Breve esercizio 1
Conti le righe dell'elenco che contengono la parola "shadowed" e riporti soltanto il numero, distinguendo tra maiuscole e minuscole.

:: Estratto del testo ::

Antonio Bello, meglio conosciuto come don Tonino (Alessano, 18 marzo 1935 – Molfetta, 20 aprile 1993) è stato un vescovo cattolico italiano.
La Congregazione delle cause dei santi ne ha avviato il processo di beatificazione. È stato dichiarato venerabile il 25 novembre 2021 da papa Francesco.
Lo stesso Papa Francesco si recò in visita ad Alessano e Molfetta in ricordo del servo di Dio Don Tonino Bello per il 25esimo anniversario della morte.
Eppure in vita don Tonino da molti suoi ”colleghi” veniva visto diversamente, in qualche caso emarginato, ma la sua grandezza è ancora viva: sentirsi ultimo degli ultimi.
Don Tonino Bello ha interpretato il suo ruolo di vescovo non come un ruolo di potere ma di servizio, più che mai attuale oggi quando si parla della Chiesa del grembiule, ma la figura di Don Tonino è legata soprattutto alla sua grande passione per la pace.
Risuonano, forti, nella testa le parole del vescovo di Molfetta quando dinanzi la tv assistiamo al conflitto in Ucraina. Don Tonino diceva: «la pace è convivialità. È mangiare il pane insieme con gli altri, senza separarsi. E l’altro è un volto da scoprire, da contemplare, da togliere dalle nebbie dell’omologazione, dell’appiattimento. Un volto da contemplare, da guardare e da accarezzare e la carezza è un dono. La carezza non è mai un prendere per portare a sé, è sempre un dare. E la pace cos’è? È convivialità delle differenze. È mettersi a sedere alla stessa tavola fra persone diverse, che noi siamo chiamati a servire».

:::
:: Dati di partenza ::

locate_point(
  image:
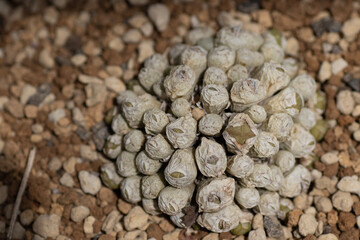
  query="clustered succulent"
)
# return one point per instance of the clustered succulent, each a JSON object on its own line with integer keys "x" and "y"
{"x": 216, "y": 127}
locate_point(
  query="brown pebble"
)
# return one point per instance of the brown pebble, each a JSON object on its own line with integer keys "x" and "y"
{"x": 346, "y": 221}
{"x": 123, "y": 206}
{"x": 319, "y": 166}
{"x": 107, "y": 237}
{"x": 331, "y": 169}
{"x": 310, "y": 237}
{"x": 332, "y": 217}
{"x": 154, "y": 231}
{"x": 356, "y": 208}
{"x": 293, "y": 217}
{"x": 352, "y": 234}
{"x": 348, "y": 171}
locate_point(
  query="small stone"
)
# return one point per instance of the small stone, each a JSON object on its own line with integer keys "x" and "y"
{"x": 211, "y": 236}
{"x": 345, "y": 102}
{"x": 248, "y": 6}
{"x": 338, "y": 65}
{"x": 132, "y": 36}
{"x": 3, "y": 194}
{"x": 330, "y": 157}
{"x": 51, "y": 15}
{"x": 88, "y": 225}
{"x": 136, "y": 218}
{"x": 349, "y": 184}
{"x": 325, "y": 71}
{"x": 115, "y": 84}
{"x": 258, "y": 221}
{"x": 138, "y": 2}
{"x": 95, "y": 94}
{"x": 26, "y": 92}
{"x": 87, "y": 153}
{"x": 47, "y": 225}
{"x": 45, "y": 59}
{"x": 159, "y": 15}
{"x": 147, "y": 29}
{"x": 137, "y": 234}
{"x": 342, "y": 201}
{"x": 2, "y": 227}
{"x": 146, "y": 49}
{"x": 116, "y": 44}
{"x": 67, "y": 180}
{"x": 292, "y": 46}
{"x": 328, "y": 236}
{"x": 61, "y": 36}
{"x": 19, "y": 231}
{"x": 110, "y": 221}
{"x": 273, "y": 227}
{"x": 26, "y": 217}
{"x": 89, "y": 182}
{"x": 258, "y": 234}
{"x": 323, "y": 204}
{"x": 78, "y": 59}
{"x": 79, "y": 213}
{"x": 264, "y": 18}
{"x": 307, "y": 224}
{"x": 351, "y": 28}
{"x": 124, "y": 207}
{"x": 15, "y": 108}
{"x": 57, "y": 114}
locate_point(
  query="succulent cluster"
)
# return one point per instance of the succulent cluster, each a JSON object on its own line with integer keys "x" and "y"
{"x": 216, "y": 126}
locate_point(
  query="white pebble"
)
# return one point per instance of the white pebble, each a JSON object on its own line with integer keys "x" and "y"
{"x": 349, "y": 184}
{"x": 342, "y": 201}
{"x": 325, "y": 71}
{"x": 345, "y": 102}
{"x": 79, "y": 213}
{"x": 338, "y": 65}
{"x": 307, "y": 224}
{"x": 89, "y": 182}
{"x": 159, "y": 15}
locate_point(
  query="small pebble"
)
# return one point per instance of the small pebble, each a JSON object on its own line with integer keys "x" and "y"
{"x": 325, "y": 71}
{"x": 57, "y": 114}
{"x": 323, "y": 204}
{"x": 338, "y": 65}
{"x": 67, "y": 180}
{"x": 47, "y": 225}
{"x": 342, "y": 201}
{"x": 307, "y": 224}
{"x": 3, "y": 194}
{"x": 132, "y": 36}
{"x": 349, "y": 184}
{"x": 330, "y": 157}
{"x": 78, "y": 60}
{"x": 89, "y": 183}
{"x": 79, "y": 213}
{"x": 345, "y": 102}
{"x": 159, "y": 15}
{"x": 258, "y": 234}
{"x": 136, "y": 218}
{"x": 351, "y": 28}
{"x": 45, "y": 59}
{"x": 111, "y": 219}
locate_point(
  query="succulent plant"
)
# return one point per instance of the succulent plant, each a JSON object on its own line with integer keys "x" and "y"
{"x": 240, "y": 157}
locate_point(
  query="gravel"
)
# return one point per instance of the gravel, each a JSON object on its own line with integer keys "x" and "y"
{"x": 47, "y": 225}
{"x": 89, "y": 182}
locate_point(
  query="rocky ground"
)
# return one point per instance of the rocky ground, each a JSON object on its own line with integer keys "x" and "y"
{"x": 62, "y": 63}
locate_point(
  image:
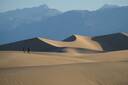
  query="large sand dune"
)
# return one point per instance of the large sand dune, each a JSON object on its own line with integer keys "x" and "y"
{"x": 77, "y": 60}
{"x": 17, "y": 68}
{"x": 112, "y": 42}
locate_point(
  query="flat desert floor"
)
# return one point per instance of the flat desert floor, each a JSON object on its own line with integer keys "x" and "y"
{"x": 36, "y": 68}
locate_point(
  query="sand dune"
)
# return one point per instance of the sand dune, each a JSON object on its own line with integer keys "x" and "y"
{"x": 77, "y": 60}
{"x": 77, "y": 43}
{"x": 17, "y": 68}
{"x": 113, "y": 42}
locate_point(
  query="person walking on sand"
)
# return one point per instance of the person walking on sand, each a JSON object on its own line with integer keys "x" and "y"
{"x": 23, "y": 49}
{"x": 28, "y": 50}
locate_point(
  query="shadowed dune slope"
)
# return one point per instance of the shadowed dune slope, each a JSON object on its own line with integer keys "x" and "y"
{"x": 74, "y": 43}
{"x": 18, "y": 68}
{"x": 113, "y": 42}
{"x": 80, "y": 43}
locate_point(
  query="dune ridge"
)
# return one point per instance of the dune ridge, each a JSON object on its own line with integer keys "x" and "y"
{"x": 76, "y": 43}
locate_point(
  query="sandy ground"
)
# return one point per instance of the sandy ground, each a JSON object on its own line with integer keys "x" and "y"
{"x": 18, "y": 68}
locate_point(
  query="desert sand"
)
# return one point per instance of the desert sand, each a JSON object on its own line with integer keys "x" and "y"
{"x": 77, "y": 60}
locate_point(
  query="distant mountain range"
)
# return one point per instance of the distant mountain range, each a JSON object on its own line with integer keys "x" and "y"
{"x": 50, "y": 23}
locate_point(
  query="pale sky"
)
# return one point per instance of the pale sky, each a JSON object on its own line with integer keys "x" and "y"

:::

Breve esercizio 2
Trascriva per intero il testo su don Tonino Bello, senza apportarvi alcuna modifica.

Risultato atteso 1
2

Risultato atteso 2
Antonio Bello, meglio conosciuto come don Tonino (Alessano, 18 marzo 1935 – Molfetta, 20 aprile 1993) è stato un vescovo cattolico italiano.
La Congregazione delle cause dei santi ne ha avviato il processo di beatificazione. È stato dichiarato venerabile il 25 novembre 2021 da papa Francesco.
Lo stesso Papa Francesco si recò in visita ad Alessano e Molfetta in ricordo del servo di Dio Don Tonino Bello per il 25esimo anniversario della morte.
Eppure in vita don Tonino da molti suoi ”colleghi” veniva visto diversamente, in qualche caso emarginato, ma la sua grandezza è ancora viva: sentirsi ultimo degli ultimi.
Don Tonino Bello ha interpretato il suo ruolo di vescovo non come un ruolo di potere ma di servizio, più che mai attuale oggi quando si parla della Chiesa del grembiule, ma la figura di Don Tonino è legata soprattutto alla sua grande passione per la pace.
Risuonano, forti, nella testa le parole del vescovo di Molfetta quando dinanzi la tv assistiamo al conflitto in Ucraina. Don Tonino diceva: «la pace è convivialità. È mangiare il pane insieme con gli altri, senza separarsi. E l’altro è un volto da scoprire, da contemplare, da togliere dalle nebbie dell’omologazione, dell’appiattimento. Un volto da contemplare, da guardare e da accarezzare e la carezza è un dono. La carezza non è mai un prendere per portare a sé, è sempre un dare. E la pace cos’è? È convivialità delle differenze. È mettersi a sedere alla stessa tavola fra persone diverse, che noi siamo chiamati a servire».